'''
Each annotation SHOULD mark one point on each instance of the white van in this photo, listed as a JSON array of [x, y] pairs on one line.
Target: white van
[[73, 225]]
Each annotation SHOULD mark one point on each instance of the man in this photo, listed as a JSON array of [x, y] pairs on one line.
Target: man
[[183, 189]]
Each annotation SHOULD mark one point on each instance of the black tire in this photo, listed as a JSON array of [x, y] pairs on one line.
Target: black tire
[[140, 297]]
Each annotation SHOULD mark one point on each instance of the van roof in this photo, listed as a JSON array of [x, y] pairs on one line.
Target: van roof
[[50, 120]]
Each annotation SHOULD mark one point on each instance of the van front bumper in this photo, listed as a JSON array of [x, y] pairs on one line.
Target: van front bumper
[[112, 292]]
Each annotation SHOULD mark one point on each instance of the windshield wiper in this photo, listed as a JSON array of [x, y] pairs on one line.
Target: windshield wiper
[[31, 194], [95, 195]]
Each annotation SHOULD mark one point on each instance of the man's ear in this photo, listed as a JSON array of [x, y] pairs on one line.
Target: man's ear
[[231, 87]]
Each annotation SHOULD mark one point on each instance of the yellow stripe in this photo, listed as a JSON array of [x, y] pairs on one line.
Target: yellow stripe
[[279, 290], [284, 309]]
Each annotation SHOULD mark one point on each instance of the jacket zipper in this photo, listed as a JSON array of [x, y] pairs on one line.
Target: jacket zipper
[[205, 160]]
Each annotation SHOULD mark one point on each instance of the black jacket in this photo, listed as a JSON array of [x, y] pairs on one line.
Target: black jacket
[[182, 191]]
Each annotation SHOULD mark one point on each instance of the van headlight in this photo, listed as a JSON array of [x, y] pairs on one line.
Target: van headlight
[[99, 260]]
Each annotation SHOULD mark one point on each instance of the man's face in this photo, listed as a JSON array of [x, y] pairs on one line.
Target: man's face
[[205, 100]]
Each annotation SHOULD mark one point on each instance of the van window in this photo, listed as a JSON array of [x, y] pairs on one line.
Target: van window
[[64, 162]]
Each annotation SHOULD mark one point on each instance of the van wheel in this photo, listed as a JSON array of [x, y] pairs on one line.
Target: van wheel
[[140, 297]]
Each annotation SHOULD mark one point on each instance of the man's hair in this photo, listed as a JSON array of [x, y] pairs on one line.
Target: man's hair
'''
Edit everything from the line containing "the man's hair" down to the end of the listing, replacing "man's hair" with "man's beard" and keeping every other character unchanged.

Each annotation SHOULD mark one point on each instance of the man's beard in this photo, listed as a JSON array of [x, y] pairs on one line.
Target: man's beard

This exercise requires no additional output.